- Extracted text -
============

Thursday, October 24, 2013


I read a short story by Haruki Murakami called Samsa in Love that appeared in the New Yorker yesterday. It tells the story of Gregor Samsa who wakes up one morning and finds to his surprise that he has turned into a human. Everything feels odd to him. His body has become soft, he finds it difficult to walk with only two legs, and dressing up is impossible because he doesn’t know how to use his hands. He has no idea how he has got that way – the house is empty, abandoned in the middle of breakfast, so he can’t ask anyone. He isn’t completely ignorant. He understands that he is human and he rues that he hasn’t been turned into a fish or a sunflower. He is afraid of birds. All these worries he will put behind, though, when a locksmith arrives in the form of a hunchbacked girl and, as the title suggests, Gregor falls in love. The end is very hopeful, even though there is a hint of a war brewing.

Kafka: Metamorphosis
It’s a wonderful story and a great homage to Kafka’s Metamorphosis (1915). That, of course, tells the opposite story. Gregor Samsa, a travelling salesman, wakes up one morning to find that he has turned into a giant insect. He doesn’t question how it could have happened, nor is any explanation given. He is abhorrent to his family who doesn’t understand that he has retained some of his humanity despite his looks. Little by little, though, he begins to deteriorate and becomes more insect-like. Eventually, the family can’t take it any longer and – dutifully – Gregor dies. The end is very hopeful in this story too; his parents and sister who had relied solely on Gregor’s income have learned to take care of themselves, and it’s possible that Gregor’s sister, Greta, might see herself married one day.

============

- Recorded information -
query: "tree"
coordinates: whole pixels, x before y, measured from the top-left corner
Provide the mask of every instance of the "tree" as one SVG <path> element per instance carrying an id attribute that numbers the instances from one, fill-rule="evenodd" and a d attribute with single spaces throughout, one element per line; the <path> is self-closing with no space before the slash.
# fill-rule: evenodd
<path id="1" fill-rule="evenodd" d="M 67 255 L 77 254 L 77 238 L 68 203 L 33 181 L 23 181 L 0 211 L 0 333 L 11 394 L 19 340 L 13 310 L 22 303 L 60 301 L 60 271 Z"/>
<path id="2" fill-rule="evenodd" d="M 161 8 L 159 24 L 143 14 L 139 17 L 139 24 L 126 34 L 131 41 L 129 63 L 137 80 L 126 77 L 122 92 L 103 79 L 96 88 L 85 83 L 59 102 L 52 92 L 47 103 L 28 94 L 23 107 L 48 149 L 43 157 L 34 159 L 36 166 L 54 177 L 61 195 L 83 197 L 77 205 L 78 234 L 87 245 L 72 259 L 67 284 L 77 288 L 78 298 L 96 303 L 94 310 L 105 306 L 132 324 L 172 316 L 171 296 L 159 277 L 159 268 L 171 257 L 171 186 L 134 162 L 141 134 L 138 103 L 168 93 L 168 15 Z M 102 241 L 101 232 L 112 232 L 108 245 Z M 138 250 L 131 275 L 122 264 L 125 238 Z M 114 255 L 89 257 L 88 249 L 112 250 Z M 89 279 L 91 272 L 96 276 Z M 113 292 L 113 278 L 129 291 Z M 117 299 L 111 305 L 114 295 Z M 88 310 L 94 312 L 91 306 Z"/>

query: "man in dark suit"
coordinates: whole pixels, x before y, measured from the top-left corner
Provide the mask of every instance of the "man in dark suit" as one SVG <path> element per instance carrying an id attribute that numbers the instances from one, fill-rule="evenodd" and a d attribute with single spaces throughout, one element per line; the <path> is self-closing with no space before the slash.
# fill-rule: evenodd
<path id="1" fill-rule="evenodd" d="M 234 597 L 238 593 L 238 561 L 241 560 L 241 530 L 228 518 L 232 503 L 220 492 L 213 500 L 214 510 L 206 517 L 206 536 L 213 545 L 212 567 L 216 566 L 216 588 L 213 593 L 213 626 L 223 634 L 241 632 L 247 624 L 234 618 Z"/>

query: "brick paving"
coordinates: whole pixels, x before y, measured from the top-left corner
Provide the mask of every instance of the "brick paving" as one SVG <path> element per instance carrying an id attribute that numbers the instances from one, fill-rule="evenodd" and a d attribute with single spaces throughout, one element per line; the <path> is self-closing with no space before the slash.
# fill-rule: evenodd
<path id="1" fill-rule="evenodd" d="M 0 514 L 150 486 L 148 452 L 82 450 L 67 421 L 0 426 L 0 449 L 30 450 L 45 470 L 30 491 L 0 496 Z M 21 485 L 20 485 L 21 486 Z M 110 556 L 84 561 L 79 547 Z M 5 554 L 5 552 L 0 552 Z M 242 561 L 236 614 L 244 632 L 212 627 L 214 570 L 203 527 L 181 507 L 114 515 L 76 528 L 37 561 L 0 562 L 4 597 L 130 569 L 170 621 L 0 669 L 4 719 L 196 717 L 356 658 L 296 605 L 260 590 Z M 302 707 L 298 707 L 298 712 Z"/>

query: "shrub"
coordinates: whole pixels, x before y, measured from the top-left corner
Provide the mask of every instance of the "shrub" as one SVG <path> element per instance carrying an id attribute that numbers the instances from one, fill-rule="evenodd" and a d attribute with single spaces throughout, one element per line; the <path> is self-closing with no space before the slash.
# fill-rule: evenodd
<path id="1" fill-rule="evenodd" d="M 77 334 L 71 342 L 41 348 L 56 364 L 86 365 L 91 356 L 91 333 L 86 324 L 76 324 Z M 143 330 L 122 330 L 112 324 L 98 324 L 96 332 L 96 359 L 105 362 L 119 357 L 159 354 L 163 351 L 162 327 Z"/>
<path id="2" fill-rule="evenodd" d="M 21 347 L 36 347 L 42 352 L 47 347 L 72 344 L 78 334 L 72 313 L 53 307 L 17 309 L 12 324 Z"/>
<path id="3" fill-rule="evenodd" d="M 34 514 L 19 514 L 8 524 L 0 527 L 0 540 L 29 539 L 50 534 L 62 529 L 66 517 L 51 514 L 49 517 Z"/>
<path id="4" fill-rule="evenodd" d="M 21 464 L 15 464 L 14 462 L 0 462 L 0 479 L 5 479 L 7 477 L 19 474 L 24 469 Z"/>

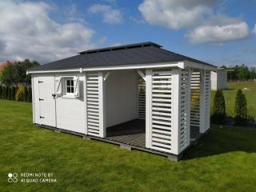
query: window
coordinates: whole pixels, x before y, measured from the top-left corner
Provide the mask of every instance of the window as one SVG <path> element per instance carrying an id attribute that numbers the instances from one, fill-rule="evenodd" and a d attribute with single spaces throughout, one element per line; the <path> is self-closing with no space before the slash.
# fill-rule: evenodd
<path id="1" fill-rule="evenodd" d="M 66 79 L 66 94 L 74 94 L 74 80 L 73 79 Z"/>

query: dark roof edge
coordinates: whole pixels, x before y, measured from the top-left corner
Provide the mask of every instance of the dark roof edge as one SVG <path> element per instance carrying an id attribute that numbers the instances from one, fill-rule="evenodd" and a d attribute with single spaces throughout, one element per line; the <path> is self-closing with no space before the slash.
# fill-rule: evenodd
<path id="1" fill-rule="evenodd" d="M 184 59 L 182 61 L 185 61 L 185 60 L 187 60 L 187 61 L 190 61 L 190 62 L 198 62 L 198 63 L 201 63 L 201 64 L 203 64 L 203 65 L 208 65 L 208 66 L 214 66 L 214 67 L 218 67 L 217 66 L 214 66 L 213 64 L 210 64 L 210 63 L 208 63 L 208 62 L 202 62 L 201 60 L 198 60 L 198 59 L 195 59 L 195 58 L 190 58 L 190 57 L 187 57 L 186 55 L 183 55 L 183 54 L 177 54 L 175 52 L 173 52 L 173 51 L 170 51 L 170 50 L 165 50 L 165 49 L 162 49 L 166 51 L 168 51 L 168 52 L 171 52 L 173 54 L 175 54 L 180 57 L 182 57 L 184 58 Z"/>
<path id="2" fill-rule="evenodd" d="M 79 52 L 80 54 L 90 54 L 90 53 L 97 53 L 97 52 L 103 52 L 103 51 L 110 51 L 110 50 L 125 50 L 129 48 L 134 48 L 134 47 L 143 47 L 143 46 L 155 46 L 161 48 L 162 46 L 152 42 L 139 42 L 139 43 L 134 43 L 134 44 L 127 44 L 123 46 L 109 46 L 109 47 L 104 47 L 104 48 L 99 48 L 99 49 L 94 49 L 94 50 L 87 50 L 85 51 Z"/>

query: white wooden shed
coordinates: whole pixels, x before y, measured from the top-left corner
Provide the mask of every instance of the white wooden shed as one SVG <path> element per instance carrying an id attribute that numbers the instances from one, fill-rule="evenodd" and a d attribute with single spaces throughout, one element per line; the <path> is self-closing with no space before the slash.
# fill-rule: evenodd
<path id="1" fill-rule="evenodd" d="M 179 158 L 210 128 L 216 66 L 148 42 L 90 50 L 33 68 L 33 121 Z"/>

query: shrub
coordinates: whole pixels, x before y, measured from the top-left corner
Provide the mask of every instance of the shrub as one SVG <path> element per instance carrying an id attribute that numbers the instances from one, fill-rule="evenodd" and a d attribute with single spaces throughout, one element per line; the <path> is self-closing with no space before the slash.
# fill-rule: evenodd
<path id="1" fill-rule="evenodd" d="M 222 90 L 216 91 L 214 99 L 214 111 L 211 116 L 211 120 L 214 123 L 223 124 L 226 120 L 226 107 L 225 98 Z"/>
<path id="2" fill-rule="evenodd" d="M 11 100 L 11 88 L 7 86 L 7 99 Z"/>
<path id="3" fill-rule="evenodd" d="M 2 97 L 2 86 L 0 86 L 0 98 Z"/>
<path id="4" fill-rule="evenodd" d="M 32 102 L 32 89 L 31 86 L 27 87 L 27 102 Z"/>
<path id="5" fill-rule="evenodd" d="M 16 94 L 15 94 L 15 100 L 19 102 L 23 102 L 24 98 L 24 86 L 22 83 L 18 85 Z"/>
<path id="6" fill-rule="evenodd" d="M 24 87 L 24 97 L 23 97 L 23 102 L 27 102 L 27 86 Z"/>
<path id="7" fill-rule="evenodd" d="M 247 123 L 247 102 L 246 95 L 239 89 L 235 98 L 234 123 L 243 126 Z"/>
<path id="8" fill-rule="evenodd" d="M 16 87 L 15 86 L 12 86 L 11 87 L 11 100 L 15 100 L 15 94 L 16 94 Z"/>

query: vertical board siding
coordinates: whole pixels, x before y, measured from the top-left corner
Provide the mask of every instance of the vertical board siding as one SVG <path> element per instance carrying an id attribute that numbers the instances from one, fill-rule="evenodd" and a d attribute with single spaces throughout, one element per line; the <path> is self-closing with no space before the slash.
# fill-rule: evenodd
<path id="1" fill-rule="evenodd" d="M 210 128 L 210 71 L 205 70 L 205 83 L 204 83 L 204 102 L 205 102 L 205 131 Z"/>
<path id="2" fill-rule="evenodd" d="M 146 118 L 146 84 L 144 79 L 138 76 L 138 118 Z"/>
<path id="3" fill-rule="evenodd" d="M 150 75 L 150 148 L 171 152 L 172 70 L 151 70 Z M 146 92 L 147 93 L 147 92 Z M 148 94 L 148 93 L 147 93 Z M 147 103 L 148 105 L 148 103 Z"/>
<path id="4" fill-rule="evenodd" d="M 87 73 L 86 79 L 87 134 L 99 137 L 100 114 L 98 73 Z"/>
<path id="5" fill-rule="evenodd" d="M 201 73 L 193 71 L 190 77 L 190 126 L 200 126 Z"/>

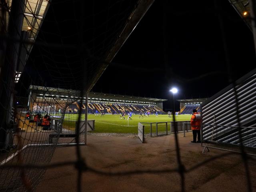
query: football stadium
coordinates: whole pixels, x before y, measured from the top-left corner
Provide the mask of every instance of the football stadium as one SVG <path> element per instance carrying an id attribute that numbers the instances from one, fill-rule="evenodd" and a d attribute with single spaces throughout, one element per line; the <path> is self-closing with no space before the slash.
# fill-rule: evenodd
<path id="1" fill-rule="evenodd" d="M 256 191 L 256 0 L 180 3 L 0 2 L 0 192 Z"/>

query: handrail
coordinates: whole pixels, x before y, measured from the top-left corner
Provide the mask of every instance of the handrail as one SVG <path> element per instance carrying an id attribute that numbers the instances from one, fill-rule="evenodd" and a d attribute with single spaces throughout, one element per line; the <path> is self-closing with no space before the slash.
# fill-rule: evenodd
<path id="1" fill-rule="evenodd" d="M 202 125 L 202 127 L 204 126 L 218 126 L 218 127 L 232 127 L 234 128 L 250 128 L 252 129 L 256 129 L 256 127 L 239 127 L 238 126 L 228 126 L 227 125 L 216 125 L 212 124 L 203 124 Z"/>

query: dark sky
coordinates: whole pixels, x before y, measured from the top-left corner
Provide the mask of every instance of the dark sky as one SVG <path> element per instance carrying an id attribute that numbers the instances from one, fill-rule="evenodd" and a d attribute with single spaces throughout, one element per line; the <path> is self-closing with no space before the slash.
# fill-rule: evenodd
<path id="1" fill-rule="evenodd" d="M 233 79 L 255 68 L 252 33 L 228 1 L 218 1 L 218 11 L 214 1 L 173 1 L 164 6 L 164 1 L 155 1 L 92 90 L 168 99 L 175 86 L 177 99 L 212 96 L 230 84 L 218 12 Z M 164 7 L 168 10 L 165 38 Z M 165 67 L 165 48 L 170 72 Z M 170 107 L 168 102 L 164 105 Z"/>
<path id="2" fill-rule="evenodd" d="M 88 4 L 79 9 L 75 1 L 53 1 L 36 40 L 63 42 L 76 48 L 34 45 L 17 87 L 26 89 L 32 83 L 81 87 L 81 38 L 94 57 L 100 59 L 122 30 L 135 2 L 81 1 Z M 86 14 L 83 21 L 79 20 L 79 10 Z M 92 90 L 172 100 L 169 90 L 175 86 L 176 99 L 210 97 L 230 84 L 227 58 L 233 80 L 255 68 L 252 33 L 228 0 L 156 0 Z M 164 109 L 172 103 L 165 102 Z"/>

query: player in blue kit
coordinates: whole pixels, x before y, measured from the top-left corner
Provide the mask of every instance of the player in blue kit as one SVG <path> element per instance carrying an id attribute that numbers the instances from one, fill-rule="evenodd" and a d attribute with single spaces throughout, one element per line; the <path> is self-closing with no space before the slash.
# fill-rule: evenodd
<path id="1" fill-rule="evenodd" d="M 125 113 L 124 113 L 124 111 L 123 111 L 122 112 L 122 115 L 120 116 L 120 117 L 122 119 L 122 118 L 124 118 L 124 119 L 125 119 L 125 118 L 124 117 L 124 116 L 125 115 Z"/>
<path id="2" fill-rule="evenodd" d="M 132 120 L 132 112 L 130 112 L 130 113 L 129 113 L 129 114 L 128 114 L 128 118 L 127 118 L 127 120 L 129 120 L 129 119 L 130 119 L 130 120 Z"/>
<path id="3" fill-rule="evenodd" d="M 142 117 L 142 118 L 143 118 L 143 113 L 142 113 L 142 111 L 140 111 L 140 117 L 139 117 L 139 118 L 140 118 L 141 116 Z"/>

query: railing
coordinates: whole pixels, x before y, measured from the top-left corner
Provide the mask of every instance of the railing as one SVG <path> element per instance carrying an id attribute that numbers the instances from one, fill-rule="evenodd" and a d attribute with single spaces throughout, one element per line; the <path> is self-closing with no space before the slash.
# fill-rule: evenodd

============

- What to work on -
- 1) Transcribe the passage of the blog post on Murakami's Samsa in Love from "Kafka: Metamorphosis" to "married one day.".
- 2) Carry on the blog post comparing Samsa in Love with Kafka's Metamorphosis, picking up right after its final sentence.

- Results of the exercise -
- 1)
Kafka: Metamorphosis
It’s a wonderful story and a great homage to Kafka’s Metamorphosis (1915). That, of course, tells the opposite story. Gregor Samsa, a travelling salesman, wakes up one morning to find that he has turned into a giant insect. He doesn’t question how it could have happened, nor is any explanation given. He is abhorrent to his family who doesn’t understand that he has retained some of his humanity despite his looks. Little by little, though, he begins to deteriorate and becomes more insect-like. Eventually, the family can’t take it any longer and – dutifully – Gregor dies. The end is very hopeful in this story too; his parents and sister who had relied solely on Gregor’s income have learned to take care of themselves, and it’s possible that Gregor’s sister, Greta, might see herself married one day.

- 2)
I’ve had to read Metamorphosis twice before; first at school and the second time at the university. On both times, it was important to learn how to analyse a novel, to identify its climax and turning point, and its motives and themes. Thus pressured, it was difficult to simply read and enjoy the story. Not much of it had remained with me either.

Inspired by Samsa in Love, I read Metamorphosis today and enjoyed it very much. I didn’t give a thought for novel analysis. Instead, I tried to identify some of the details Murakami had used in his story. Gregor’s family send for a locksmith at the beginning of Kafka’s story that then isn’t needed; that the locksmith arrives in Samsa in Love could suggest it takes place right after Gregor has first turned to an insect. Maybe the family has abandoned the house in horror having discovered the transformation that is then reversed in their absence.

Samsa in Love could take place after Gregor’s death too. At the end of Kafka’s story, the family leaves the house for a day of fun, ignoring their cleaning lady’s amused announcement that the creature has been taken care of. Maybe she had noticed that Gregor had turned back to human. Gregor in Murakami’s story seems used to being an insect so perhaps he had been that way for a long time already.

Both stories are great. Murakami’s language is fresher and his expressions are more forward, but Kafka’s story isn’t in any way hampered with the old-fashioned tone. Both are worth reading. Kafka has endured for almost a century already; only time will tell if Murakami’s homage has similar staying power.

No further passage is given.